===== GIVEN TEXT

For Delphyne Joan
Hanke-Woods (November 11, 1945 – September 2013)
We were in Anaheim. It was 2006. I was staying
at the Marriott, near the convention center. The bar had a little patio
alongside the pool. I’d been out there several times already in that past week.
I was in town for the worldcon (the World Science Fiction Convention, L.A. Con
IV, if you’re not familiar with the lingo), and had a chance to catch up with
random gossip with Janis Ian, and later got to meet David Latham, with whom I
had been corresponding for a number of years (he was encouraging me to write a
screenplay of “Bronte’s Egg,” and he wanted to help me in that task any way possible).
The patio was a good spot. The weather had been
warm and humid, but not oppressively so (not that I remember). You could catch
a good view of the moon, but not too many stars and planets – hey, it’s
Anaheim. The last time I was there it took four days before I caught a glimpse
of the Santa Anas.
The con was pretty much over. Delphyne – Joan, I
keep calling her Joan because that was her name when I first met her – and I
had been to dinner with Chris Barkley, who was celebrating his birthday.
A good night, but the con was winding down. Joan
had been a day short on her hotel booking at the Hilton next door. She needed a
room for a night before she caught her flight back to Chicago. Of course I told
her it was okay to share my room for the night.
We were friends – not lovers. When we shared
rooms at cons we shared rooms. End of
that story – except for me to mention that she snored aggressively and couldn’t
sleep unless the TV was on (forgive me, Joan, but an honest writer has to get
these little details out sometimes).
After the birthday dinner, Joan and I had moved
onto the patio. She had picked up a taste for vodka martinis from me (I am an
evil man, as she was fond of reminding me), and so we ordered a couple – good
ones. Straight up. We picked out the brand. The first round came to about
thirty bucks apiece. It was insane – thirty dollar martinis? I mean, we were
both still “working” then, but, but – thirty
dollar martinis?
The waiter brought them. And they tasted like
they were worth every penny.
We took advantage of the booze as the booze took
advantage of us. We talked and talked and talked. We both got in about two lifetimes
worth of stories. All we needed was for a psychotherapist to be sitting at the
next table taking notes.
I can’t remember the details of what we said to
each other. One of the benefits to drinking and baring your soul is that
afterward you don’t remember which parts of your soul you bared, or which parts
of your friends’ souls were bared to you. You experience all the benefits of
catharsis with none of the burdens of memory.
I think we did make some discoveries. One thing
I discovered was that Joan was the person who designed the Screaming Yellow
Zonkers package.

==========
===== INFORMATION SHOWN

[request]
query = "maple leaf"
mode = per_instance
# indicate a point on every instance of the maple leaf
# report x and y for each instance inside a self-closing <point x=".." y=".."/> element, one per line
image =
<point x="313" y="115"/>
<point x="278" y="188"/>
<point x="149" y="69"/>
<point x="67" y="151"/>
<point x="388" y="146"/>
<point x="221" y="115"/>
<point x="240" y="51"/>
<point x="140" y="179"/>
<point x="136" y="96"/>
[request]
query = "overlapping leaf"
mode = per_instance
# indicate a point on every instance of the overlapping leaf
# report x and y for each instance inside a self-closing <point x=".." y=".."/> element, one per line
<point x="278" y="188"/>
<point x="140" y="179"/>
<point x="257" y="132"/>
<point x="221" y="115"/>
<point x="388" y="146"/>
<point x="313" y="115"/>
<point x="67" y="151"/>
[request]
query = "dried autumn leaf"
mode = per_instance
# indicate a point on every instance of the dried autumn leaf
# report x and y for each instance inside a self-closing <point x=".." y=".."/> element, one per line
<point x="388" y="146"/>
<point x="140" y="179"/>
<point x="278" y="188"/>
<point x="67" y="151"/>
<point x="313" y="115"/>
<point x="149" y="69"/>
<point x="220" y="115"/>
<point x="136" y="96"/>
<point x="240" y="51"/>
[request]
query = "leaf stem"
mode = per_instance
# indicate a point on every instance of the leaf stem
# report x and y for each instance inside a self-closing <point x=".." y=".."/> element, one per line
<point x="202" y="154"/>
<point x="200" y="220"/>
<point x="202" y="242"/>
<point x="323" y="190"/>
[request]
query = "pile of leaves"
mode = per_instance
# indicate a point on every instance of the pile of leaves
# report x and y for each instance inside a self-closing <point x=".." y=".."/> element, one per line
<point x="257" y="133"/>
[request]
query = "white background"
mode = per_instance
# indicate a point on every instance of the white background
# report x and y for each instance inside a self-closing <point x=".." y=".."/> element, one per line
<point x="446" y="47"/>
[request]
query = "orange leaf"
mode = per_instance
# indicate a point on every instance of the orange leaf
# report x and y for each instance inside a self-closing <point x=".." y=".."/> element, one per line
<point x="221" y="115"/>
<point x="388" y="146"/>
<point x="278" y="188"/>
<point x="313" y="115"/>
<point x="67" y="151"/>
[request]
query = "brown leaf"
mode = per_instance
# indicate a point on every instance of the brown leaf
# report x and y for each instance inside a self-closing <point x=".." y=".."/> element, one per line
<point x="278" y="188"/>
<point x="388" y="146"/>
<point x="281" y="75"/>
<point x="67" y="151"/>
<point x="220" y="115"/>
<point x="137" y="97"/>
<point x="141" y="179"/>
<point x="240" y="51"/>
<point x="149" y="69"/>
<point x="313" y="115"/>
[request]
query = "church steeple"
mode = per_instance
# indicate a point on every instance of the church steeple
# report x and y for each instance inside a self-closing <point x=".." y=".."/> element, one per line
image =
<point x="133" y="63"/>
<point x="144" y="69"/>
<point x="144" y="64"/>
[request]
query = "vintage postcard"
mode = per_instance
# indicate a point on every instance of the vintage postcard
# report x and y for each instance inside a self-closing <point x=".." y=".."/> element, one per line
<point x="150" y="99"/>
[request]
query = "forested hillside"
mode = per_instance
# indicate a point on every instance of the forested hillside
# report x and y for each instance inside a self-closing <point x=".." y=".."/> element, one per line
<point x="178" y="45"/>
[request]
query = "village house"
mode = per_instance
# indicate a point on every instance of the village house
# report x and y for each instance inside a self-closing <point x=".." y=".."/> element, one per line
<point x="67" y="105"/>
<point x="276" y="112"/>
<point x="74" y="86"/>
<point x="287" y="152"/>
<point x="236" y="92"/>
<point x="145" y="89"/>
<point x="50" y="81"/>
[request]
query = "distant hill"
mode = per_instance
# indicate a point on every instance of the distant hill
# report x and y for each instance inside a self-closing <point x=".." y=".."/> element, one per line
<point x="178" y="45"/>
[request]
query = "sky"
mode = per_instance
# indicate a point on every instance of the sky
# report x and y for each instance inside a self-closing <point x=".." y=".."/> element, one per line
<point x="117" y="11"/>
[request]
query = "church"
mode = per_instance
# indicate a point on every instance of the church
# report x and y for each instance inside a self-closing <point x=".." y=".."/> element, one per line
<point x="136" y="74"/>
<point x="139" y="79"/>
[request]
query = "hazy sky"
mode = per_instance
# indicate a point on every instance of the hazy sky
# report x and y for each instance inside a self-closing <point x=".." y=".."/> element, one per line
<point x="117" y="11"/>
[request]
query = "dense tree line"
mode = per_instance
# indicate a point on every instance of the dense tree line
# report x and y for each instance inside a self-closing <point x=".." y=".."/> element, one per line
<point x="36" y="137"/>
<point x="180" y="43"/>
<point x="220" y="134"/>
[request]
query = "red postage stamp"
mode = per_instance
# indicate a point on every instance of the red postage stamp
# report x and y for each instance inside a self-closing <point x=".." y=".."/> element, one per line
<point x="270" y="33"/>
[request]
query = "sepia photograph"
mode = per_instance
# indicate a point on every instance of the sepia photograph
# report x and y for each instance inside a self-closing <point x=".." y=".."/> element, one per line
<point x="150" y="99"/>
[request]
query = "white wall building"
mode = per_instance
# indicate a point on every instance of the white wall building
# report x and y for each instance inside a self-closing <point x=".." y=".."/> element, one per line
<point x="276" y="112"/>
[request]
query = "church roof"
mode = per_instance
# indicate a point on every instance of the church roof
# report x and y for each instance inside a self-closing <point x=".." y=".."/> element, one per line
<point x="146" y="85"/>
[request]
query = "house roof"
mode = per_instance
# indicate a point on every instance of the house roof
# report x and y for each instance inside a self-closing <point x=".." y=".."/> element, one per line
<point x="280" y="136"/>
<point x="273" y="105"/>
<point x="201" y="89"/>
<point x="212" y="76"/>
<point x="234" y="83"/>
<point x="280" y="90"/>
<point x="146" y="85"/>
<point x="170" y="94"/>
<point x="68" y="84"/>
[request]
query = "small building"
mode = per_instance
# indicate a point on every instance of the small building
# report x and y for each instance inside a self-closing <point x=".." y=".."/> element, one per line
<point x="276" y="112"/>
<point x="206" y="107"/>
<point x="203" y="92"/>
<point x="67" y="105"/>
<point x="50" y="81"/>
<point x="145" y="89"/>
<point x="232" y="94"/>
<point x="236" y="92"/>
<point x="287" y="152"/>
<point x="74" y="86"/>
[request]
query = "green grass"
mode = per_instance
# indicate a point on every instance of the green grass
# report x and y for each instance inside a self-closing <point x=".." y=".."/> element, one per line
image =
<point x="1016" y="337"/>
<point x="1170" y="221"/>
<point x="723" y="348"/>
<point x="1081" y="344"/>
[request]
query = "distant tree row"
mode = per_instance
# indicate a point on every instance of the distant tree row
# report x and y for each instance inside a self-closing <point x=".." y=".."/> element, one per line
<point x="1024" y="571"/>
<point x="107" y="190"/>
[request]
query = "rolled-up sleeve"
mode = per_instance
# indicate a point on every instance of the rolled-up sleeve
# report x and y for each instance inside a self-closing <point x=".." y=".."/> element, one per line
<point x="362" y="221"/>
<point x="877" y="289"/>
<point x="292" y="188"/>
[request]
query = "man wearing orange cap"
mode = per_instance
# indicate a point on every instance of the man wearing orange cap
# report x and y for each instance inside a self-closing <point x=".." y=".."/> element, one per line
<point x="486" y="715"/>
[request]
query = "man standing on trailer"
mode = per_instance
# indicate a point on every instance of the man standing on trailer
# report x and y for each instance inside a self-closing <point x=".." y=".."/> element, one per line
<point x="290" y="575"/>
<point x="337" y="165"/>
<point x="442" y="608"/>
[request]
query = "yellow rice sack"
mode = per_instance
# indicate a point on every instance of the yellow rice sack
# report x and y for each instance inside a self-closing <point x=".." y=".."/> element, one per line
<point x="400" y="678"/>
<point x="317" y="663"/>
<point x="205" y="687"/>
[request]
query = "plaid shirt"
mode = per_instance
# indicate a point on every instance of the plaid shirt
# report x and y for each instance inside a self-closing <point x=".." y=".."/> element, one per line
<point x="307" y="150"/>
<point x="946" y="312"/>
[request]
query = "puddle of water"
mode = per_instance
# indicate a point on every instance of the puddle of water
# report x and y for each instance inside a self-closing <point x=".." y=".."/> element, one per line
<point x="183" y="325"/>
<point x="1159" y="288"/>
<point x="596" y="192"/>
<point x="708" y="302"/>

==========

EXERCISE - Extract everything from "A good night, but" down to "for the night." in the memoir. The entries are separate material, apart from the memoir.

THE RESPONSE -
A good night, but the con was winding down. Joan
had been a day short on her hotel booking at the Hilton next door. She needed a
room for a night before she caught her flight back to Chicago. Of course I told
her it was okay to share my room for the night.